*DOCUMENT EXCERPT*:
Introduction to Radio Navigation for Cross-Country flight

15 Jan, 2026

Radio and Area Navigation

Radio and Area navigation are two distinct types of navigating in aviation.

• Radio navigation is a method of navigation that utilizes ground-based navigational aids (nav aids) to determine an aircraft's speed, position and track.
• Area navigation (RNAV) is a method of navigation that allows an aircraft to fly on any desired fliht path within the coverage of ground- or space-based nav aids, rather than being restricted to specific, fixed ground-based radio beacons.

VHF Omnidirectional Range (VOR)

Very High Frequency Omnidirectional Range, or VOR, is a navigational aid that consists of a ground-based sender (the VOR itself) and an airborne receiver that sits in the aircraft. It utilizes phase-shifting to determine an aircraft's position in regards to the VOR.

The frequency range of a VOR is between 108.0 MHz and 117.95 MHz. Every VOR is oriented to magnetic north and emits 360 radials from the station. The VOR sends out one reference signal, and one rotating variable signal.

Phase-shifting

Phase-shifting is the method employed by VORs to determine an aircraft's position relative to the station. As mentioned the VOR sends out two signals:

• Reference signal, or Master signal, is the signal that the variable signal is measured against and it is transmitted continuously.
• Variable signal, is a clockwise rotating signal that turns 360 degrees, 30 times, every second.

The timed difference between these two signals will give the receiver an indication of its position relative to the VOR.

Radials

A radial is a magnetic bearing extending outward from the VOR. Think of it like a spoke in a wheel, each spoke representing one degree, with 360 radials in total. A radial can be found by airborne receivers using phase-shifting described above.

Receiver components

The airborne receiver found in an aircraft can take a few different shapes. We can have analogue or digital instrument, however they will all have these components in common:

• Omni-Bearing Selector (OBS), is used to select which radial we want to track to or from the VOR. We are essentially selecting which variable VOR signal we want to receive.
• To/From Indicator, is an indicator that tells us if we are on one side of the VOR or the other. Imagine you are flying towards a VOR, on a heading of 180, if you draw a line across the VOR from 90 degrees to 270 degrees we can now separate tell if we are flying to TO or FROM the VOR. This indication is dependent on the radial we have selected with our OBS. The indicator is usually either the words TO/FROM or a small triangle that will flip upside down if it indicates FROM.
• Course Deviation Indicator (CDI), is the part of the instrument that tells us how far off the selected radial we are. It is represented by a vertical bar that will shift right or left depending on how many degrees off course we are.

Operations, Errors and Tests

Operations

Navigation using VORs can initially seem confusing, but do not worry, it gets easier with practice.

*EXERCISE*:
According to the radio navigation article, how many times per second does a VOR's variable signal rotate through 360 degrees?

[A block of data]

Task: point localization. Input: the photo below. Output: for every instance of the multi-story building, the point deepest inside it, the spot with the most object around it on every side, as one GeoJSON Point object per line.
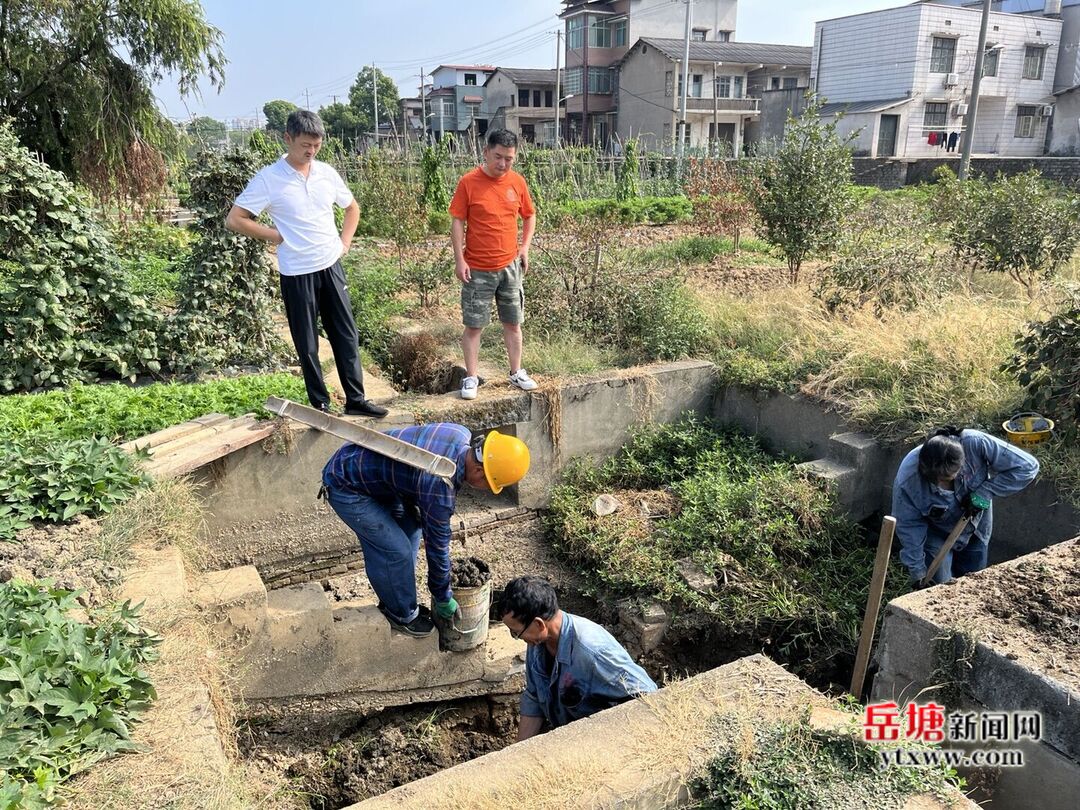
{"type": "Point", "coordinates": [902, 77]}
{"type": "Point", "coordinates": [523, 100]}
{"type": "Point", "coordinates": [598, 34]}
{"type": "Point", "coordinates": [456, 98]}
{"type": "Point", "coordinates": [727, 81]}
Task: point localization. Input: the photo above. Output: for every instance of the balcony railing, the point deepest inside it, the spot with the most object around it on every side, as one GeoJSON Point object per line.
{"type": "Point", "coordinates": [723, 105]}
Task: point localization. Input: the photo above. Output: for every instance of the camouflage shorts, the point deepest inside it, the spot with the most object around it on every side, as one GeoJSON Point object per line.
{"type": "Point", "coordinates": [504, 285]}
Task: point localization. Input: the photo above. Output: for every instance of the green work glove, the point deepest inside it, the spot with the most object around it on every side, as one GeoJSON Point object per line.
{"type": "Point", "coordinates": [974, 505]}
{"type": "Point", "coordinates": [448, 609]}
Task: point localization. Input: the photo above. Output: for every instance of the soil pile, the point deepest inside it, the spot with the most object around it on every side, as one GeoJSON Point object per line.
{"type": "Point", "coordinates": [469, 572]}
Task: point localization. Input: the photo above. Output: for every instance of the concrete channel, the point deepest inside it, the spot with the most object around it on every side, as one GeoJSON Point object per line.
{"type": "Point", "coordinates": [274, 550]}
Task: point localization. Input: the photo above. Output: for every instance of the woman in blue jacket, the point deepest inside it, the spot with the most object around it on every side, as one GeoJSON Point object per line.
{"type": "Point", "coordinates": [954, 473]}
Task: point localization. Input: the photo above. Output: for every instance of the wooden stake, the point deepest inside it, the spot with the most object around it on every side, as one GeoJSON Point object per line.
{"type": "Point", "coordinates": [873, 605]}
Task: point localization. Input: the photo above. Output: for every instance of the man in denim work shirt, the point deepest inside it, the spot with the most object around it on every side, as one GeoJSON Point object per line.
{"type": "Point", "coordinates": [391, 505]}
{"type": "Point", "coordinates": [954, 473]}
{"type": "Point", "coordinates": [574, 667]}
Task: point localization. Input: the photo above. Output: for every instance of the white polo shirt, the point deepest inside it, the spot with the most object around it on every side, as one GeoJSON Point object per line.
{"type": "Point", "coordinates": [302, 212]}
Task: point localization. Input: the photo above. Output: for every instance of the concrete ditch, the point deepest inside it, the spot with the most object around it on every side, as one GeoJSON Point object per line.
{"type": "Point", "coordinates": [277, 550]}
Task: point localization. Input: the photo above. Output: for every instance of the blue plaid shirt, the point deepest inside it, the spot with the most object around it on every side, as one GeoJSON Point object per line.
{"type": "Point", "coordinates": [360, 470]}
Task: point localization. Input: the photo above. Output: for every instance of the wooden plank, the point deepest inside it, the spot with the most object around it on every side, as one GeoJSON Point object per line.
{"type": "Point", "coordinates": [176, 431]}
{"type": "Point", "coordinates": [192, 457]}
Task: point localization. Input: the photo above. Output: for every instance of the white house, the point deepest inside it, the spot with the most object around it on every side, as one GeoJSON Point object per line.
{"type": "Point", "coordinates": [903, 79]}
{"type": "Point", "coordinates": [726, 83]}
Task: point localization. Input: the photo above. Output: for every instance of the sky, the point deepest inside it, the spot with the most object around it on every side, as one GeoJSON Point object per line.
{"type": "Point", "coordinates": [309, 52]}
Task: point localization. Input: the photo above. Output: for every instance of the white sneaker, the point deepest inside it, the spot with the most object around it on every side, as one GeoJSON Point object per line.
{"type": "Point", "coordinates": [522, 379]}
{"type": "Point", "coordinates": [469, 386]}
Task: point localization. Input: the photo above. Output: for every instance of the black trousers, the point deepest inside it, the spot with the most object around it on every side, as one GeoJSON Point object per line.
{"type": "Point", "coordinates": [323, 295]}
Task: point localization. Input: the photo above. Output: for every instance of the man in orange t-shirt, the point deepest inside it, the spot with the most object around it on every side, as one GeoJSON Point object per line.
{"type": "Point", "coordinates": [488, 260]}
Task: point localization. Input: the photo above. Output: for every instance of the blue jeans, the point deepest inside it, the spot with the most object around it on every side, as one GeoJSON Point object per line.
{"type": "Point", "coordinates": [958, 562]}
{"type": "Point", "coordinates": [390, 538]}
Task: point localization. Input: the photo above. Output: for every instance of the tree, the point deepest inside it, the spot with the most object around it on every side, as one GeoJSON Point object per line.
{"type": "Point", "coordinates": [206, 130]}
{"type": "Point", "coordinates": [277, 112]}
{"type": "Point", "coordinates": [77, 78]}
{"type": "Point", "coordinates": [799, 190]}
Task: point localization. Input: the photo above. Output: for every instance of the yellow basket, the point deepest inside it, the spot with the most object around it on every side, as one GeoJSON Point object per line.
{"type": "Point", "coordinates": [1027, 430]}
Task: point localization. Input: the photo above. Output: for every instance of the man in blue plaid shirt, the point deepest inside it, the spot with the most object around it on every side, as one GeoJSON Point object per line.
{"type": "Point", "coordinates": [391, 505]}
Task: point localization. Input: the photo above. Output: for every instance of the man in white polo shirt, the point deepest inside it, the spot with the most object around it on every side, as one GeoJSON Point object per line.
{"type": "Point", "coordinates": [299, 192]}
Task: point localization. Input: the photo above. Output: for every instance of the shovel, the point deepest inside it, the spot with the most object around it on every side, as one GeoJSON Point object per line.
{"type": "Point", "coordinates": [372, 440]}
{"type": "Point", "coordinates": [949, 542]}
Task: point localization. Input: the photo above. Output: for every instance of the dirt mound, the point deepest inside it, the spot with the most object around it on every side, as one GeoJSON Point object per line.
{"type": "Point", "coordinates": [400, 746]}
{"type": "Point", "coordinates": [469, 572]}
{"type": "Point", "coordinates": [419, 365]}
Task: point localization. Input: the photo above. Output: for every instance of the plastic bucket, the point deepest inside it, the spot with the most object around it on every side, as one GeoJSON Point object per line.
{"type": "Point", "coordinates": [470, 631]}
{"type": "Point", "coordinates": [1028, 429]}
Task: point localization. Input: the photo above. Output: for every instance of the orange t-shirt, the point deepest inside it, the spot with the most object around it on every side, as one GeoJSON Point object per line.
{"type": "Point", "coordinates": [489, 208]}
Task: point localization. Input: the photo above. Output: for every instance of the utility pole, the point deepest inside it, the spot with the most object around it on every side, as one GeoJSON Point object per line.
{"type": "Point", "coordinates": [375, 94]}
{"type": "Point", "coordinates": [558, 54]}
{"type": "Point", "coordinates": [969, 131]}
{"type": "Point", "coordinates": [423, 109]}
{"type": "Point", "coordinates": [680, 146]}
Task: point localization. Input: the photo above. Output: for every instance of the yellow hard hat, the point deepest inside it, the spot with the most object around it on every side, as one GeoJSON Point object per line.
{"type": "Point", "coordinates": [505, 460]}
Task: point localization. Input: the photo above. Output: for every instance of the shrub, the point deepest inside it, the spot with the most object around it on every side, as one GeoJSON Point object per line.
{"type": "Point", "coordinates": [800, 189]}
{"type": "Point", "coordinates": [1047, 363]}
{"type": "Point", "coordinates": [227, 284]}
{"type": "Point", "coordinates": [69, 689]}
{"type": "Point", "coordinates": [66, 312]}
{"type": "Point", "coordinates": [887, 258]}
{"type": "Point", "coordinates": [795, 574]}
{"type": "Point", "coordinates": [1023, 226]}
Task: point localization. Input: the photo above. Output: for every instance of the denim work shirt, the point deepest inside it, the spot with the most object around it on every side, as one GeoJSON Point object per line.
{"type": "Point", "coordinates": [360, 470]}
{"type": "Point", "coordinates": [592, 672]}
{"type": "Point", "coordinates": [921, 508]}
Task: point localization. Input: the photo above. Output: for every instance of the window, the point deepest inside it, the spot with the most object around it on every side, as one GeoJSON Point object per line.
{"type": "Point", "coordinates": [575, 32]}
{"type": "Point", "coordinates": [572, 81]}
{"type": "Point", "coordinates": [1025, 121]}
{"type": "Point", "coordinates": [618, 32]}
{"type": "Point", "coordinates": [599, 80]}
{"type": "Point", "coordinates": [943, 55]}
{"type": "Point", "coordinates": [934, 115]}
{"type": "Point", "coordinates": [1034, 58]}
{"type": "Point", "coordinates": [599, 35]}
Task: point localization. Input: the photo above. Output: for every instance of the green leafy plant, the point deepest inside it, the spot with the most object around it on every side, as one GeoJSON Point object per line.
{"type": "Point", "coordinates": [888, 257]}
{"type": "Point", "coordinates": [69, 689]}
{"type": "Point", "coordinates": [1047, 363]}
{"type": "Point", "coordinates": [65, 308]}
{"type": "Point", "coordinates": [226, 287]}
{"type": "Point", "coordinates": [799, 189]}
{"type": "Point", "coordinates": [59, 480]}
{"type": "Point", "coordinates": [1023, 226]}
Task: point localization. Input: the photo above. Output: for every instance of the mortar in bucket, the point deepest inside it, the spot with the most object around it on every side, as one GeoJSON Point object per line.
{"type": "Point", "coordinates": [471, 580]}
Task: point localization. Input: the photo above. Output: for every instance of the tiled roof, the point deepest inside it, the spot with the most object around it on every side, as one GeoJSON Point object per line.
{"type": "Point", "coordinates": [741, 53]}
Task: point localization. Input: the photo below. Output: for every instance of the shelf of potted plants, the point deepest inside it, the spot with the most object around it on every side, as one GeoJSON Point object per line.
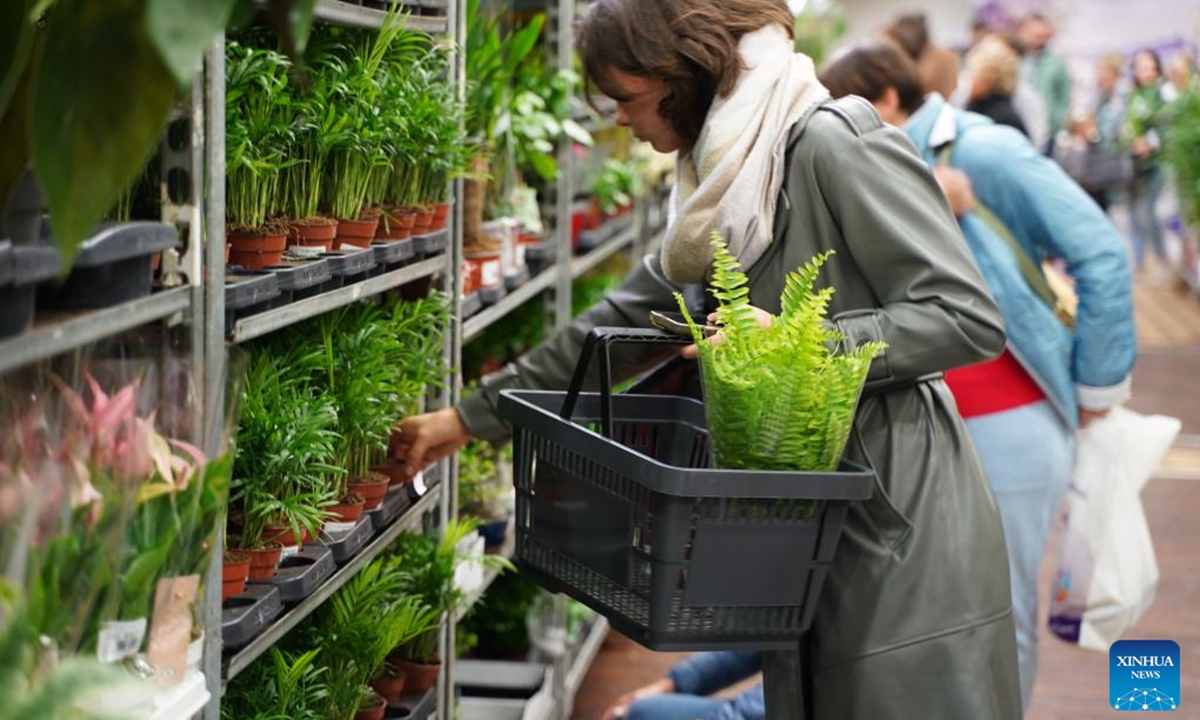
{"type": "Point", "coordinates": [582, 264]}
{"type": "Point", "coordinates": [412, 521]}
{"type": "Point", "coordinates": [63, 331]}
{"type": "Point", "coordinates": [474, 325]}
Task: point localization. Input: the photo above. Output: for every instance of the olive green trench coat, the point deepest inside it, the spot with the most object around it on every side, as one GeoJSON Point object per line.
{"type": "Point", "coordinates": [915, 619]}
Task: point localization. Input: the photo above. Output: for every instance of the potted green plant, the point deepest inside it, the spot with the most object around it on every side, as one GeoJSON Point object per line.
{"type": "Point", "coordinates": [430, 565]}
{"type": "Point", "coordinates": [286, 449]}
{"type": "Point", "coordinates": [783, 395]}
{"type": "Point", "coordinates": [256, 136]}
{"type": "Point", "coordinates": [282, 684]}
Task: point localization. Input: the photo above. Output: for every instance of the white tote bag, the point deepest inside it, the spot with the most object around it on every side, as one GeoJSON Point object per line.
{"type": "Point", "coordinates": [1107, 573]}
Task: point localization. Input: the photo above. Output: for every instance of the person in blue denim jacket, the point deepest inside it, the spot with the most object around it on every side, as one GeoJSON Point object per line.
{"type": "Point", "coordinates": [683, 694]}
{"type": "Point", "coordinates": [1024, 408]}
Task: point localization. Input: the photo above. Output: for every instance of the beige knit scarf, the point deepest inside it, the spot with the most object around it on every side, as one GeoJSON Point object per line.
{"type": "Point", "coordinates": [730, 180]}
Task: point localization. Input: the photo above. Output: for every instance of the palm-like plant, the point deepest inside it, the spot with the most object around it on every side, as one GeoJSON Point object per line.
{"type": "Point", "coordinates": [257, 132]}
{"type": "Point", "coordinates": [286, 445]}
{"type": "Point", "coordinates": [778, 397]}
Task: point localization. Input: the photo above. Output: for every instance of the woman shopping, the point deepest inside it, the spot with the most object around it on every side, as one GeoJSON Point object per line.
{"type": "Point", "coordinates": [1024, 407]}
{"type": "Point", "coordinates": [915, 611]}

*TASK RESULT*:
It rotates clockwise through 360 degrees 30 times every second.